● Request: Pick out and copy every line in the rows below that contains the word "front".

● Data supplied:
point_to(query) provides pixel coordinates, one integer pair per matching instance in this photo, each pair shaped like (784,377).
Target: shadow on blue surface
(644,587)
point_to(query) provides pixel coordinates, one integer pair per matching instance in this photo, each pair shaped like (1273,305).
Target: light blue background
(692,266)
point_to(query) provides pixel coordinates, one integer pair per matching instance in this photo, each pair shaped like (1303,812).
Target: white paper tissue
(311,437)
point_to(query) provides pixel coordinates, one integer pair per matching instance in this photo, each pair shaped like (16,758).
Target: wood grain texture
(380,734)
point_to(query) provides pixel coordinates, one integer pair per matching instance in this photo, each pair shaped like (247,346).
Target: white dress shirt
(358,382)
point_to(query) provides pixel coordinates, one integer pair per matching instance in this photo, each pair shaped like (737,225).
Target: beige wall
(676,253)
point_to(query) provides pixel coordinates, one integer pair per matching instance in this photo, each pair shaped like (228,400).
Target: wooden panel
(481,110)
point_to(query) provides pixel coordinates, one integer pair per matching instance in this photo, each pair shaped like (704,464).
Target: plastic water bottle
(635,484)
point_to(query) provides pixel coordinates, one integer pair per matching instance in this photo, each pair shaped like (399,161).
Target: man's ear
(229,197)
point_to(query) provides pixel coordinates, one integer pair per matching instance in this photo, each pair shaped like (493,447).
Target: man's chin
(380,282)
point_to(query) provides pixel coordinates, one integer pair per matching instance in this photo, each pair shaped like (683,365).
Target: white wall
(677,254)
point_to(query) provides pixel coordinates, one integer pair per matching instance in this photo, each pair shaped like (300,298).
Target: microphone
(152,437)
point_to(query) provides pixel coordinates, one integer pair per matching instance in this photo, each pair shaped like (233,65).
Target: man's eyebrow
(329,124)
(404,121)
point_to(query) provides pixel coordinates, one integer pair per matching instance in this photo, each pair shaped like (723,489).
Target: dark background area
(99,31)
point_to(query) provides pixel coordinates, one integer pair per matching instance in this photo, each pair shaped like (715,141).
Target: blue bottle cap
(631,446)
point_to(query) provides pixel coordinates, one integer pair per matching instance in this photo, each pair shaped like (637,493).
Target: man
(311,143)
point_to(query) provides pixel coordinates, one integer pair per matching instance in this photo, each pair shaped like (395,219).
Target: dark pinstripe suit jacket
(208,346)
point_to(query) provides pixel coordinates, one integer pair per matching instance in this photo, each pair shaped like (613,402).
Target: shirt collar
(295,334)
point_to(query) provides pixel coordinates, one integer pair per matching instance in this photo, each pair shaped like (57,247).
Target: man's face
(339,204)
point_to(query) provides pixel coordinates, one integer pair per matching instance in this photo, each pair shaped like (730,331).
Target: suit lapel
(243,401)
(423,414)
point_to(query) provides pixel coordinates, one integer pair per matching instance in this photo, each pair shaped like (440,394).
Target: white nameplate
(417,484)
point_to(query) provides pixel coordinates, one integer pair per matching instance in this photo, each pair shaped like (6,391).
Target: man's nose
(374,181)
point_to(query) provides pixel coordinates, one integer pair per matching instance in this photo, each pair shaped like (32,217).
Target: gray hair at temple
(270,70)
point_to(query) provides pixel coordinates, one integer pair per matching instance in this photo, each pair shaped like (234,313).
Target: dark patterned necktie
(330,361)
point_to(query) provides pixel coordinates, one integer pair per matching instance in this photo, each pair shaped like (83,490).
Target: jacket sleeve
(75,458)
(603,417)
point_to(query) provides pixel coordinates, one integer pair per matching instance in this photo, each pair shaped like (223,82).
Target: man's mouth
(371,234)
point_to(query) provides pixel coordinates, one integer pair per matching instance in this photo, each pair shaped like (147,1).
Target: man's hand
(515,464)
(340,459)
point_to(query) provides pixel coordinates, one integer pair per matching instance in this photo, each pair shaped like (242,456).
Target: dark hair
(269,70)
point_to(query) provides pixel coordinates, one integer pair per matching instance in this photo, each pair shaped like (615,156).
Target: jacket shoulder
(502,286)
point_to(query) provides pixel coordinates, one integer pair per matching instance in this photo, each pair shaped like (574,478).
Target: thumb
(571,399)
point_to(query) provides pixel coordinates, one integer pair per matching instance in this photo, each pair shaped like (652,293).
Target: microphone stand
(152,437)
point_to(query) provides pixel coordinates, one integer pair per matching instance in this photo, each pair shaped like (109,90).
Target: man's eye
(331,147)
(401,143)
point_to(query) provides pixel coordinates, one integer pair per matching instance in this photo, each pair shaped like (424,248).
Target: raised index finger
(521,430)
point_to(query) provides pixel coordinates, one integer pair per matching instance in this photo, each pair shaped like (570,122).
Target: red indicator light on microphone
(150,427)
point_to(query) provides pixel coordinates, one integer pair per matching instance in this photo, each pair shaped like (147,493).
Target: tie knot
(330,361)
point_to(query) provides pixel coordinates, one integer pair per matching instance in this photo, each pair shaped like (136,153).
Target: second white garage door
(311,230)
---
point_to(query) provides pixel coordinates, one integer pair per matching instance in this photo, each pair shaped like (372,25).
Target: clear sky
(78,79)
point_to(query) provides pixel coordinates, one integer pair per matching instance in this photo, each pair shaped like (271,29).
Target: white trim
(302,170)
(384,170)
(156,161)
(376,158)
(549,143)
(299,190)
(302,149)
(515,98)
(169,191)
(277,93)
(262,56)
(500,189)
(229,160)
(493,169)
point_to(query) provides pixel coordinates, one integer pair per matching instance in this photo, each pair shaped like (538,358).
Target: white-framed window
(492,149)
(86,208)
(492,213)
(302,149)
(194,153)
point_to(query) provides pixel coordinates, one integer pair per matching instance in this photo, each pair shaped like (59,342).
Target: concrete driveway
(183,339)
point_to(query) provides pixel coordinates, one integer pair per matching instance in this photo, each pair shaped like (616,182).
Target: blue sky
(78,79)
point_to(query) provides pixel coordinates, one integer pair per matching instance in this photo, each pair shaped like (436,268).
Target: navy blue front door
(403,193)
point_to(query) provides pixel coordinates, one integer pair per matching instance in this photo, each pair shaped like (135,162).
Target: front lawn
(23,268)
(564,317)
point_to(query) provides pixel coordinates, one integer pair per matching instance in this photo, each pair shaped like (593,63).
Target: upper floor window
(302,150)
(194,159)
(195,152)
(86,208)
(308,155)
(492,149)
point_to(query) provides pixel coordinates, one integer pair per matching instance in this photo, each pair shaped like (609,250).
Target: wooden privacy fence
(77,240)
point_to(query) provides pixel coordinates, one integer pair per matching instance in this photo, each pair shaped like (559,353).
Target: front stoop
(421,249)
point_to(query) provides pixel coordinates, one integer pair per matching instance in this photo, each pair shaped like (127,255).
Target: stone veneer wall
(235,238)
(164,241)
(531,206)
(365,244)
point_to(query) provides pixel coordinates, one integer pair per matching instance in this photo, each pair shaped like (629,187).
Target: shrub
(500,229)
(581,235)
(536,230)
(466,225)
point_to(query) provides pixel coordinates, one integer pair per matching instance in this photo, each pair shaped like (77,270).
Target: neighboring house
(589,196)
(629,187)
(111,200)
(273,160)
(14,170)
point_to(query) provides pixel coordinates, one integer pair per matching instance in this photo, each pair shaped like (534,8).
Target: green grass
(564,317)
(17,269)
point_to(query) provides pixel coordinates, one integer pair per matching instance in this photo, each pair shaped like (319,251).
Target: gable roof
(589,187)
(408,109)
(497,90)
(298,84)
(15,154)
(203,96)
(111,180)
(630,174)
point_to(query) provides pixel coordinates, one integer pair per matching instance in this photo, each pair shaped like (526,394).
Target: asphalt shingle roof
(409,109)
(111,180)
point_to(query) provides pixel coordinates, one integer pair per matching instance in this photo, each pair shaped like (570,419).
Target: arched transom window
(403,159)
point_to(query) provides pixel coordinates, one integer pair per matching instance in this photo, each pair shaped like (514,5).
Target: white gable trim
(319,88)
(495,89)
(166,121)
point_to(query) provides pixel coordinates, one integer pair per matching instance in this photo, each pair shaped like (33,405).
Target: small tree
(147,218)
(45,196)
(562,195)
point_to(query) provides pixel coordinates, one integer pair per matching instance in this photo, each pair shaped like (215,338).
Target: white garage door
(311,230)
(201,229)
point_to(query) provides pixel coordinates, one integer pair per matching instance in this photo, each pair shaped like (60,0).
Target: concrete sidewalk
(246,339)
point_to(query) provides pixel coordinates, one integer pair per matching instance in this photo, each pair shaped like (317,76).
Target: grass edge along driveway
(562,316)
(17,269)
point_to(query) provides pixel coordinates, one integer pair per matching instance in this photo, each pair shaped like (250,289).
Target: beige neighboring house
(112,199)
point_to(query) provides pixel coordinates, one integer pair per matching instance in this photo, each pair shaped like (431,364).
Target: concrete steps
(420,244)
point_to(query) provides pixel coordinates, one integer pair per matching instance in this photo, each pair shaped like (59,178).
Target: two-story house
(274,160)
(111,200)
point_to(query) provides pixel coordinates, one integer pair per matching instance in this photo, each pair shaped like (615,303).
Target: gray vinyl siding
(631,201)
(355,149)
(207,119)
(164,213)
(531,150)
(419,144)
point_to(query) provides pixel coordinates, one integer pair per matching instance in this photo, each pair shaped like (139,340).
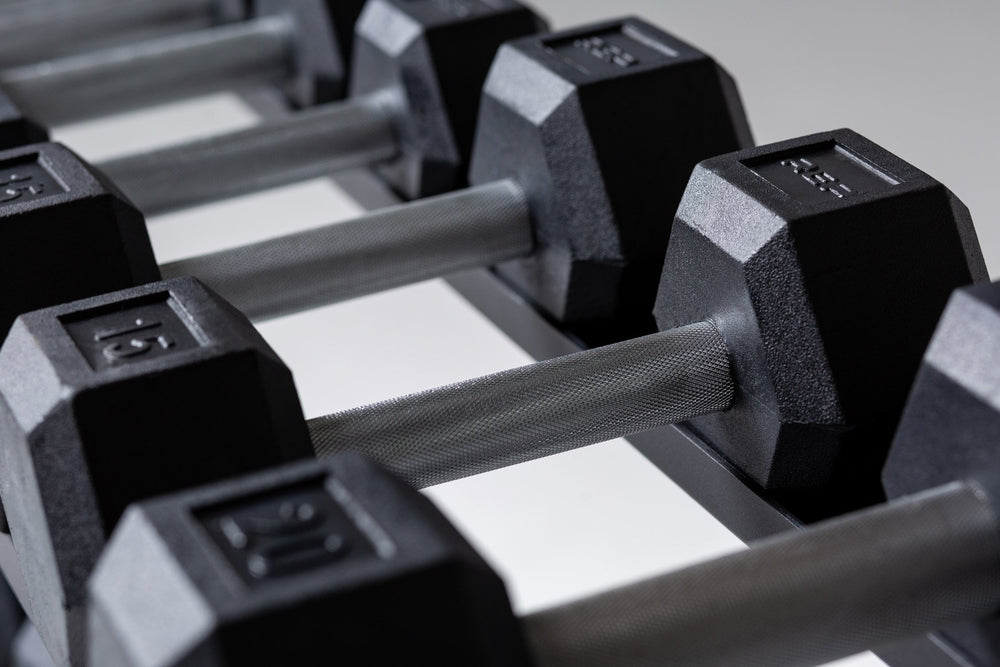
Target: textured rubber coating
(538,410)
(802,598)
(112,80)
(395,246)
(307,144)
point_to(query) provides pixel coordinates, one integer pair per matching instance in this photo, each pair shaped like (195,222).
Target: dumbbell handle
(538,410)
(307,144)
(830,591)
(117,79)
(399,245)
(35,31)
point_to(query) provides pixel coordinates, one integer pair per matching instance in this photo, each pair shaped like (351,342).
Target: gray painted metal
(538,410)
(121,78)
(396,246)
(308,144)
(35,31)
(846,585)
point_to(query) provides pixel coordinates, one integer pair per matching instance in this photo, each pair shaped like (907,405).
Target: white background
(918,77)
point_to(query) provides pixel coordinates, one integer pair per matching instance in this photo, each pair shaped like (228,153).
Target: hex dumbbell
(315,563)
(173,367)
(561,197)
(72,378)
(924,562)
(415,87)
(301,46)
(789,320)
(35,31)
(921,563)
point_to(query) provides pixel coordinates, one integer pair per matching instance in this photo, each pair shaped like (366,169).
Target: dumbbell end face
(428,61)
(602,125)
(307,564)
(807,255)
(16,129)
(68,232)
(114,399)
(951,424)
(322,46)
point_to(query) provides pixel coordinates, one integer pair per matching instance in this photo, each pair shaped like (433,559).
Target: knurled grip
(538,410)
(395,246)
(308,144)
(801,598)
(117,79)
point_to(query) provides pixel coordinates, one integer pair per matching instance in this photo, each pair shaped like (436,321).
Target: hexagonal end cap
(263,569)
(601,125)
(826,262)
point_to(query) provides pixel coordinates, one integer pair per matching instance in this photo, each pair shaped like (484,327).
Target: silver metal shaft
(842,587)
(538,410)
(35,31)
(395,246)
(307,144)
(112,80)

● Exercise result:
Target: navy blue front door
Target: front lawn
Target: front stoop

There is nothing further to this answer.